Nothing outside the range below should be printed. Output exactly the lines from the line with "Pick out a point on every instance of the man's eye." to the line with "Target: dark work shoe", both included.

=== Begin Enclosure ===

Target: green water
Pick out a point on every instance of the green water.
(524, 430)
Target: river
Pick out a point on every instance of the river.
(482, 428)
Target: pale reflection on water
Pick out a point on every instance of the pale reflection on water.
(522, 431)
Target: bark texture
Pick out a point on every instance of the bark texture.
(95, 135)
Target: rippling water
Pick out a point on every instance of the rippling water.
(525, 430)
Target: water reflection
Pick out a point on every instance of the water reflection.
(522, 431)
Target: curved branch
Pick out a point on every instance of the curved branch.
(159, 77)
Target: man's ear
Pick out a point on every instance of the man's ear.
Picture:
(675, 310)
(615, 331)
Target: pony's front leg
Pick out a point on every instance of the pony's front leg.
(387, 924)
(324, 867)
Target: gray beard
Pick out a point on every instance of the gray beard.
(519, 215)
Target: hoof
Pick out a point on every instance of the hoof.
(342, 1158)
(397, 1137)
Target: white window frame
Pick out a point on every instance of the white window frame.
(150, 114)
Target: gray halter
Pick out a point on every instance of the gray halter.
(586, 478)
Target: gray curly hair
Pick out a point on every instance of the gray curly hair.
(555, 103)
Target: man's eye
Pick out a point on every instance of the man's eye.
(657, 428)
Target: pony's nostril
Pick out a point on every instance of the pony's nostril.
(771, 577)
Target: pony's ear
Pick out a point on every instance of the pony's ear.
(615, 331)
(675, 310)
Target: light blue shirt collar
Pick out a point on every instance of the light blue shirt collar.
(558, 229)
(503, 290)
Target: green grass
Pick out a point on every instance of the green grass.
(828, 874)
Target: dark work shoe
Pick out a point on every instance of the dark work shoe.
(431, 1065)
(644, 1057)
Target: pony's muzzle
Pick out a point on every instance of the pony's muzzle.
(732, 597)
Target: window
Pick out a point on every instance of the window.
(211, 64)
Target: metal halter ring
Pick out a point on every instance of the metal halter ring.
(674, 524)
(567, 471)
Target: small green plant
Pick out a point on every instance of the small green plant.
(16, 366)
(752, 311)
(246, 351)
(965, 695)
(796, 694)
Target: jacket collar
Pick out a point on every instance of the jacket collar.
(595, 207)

=== End Enclosure ===

Result for this exercise:
Pick out a point on every instance of the man's eye.
(657, 428)
Target: pony's nostril
Pick out a point on every instance of the pony's nostril.
(771, 577)
Target: pony's ear
Pick out a point on every instance of the pony's ear.
(615, 331)
(675, 310)
Target: light blue shirt collar
Pick out a point on every instance of the light blue shirt collar.
(558, 229)
(503, 290)
Target: green grass
Pick out a point on every instance of the green grass.
(828, 874)
Target: dark work shoe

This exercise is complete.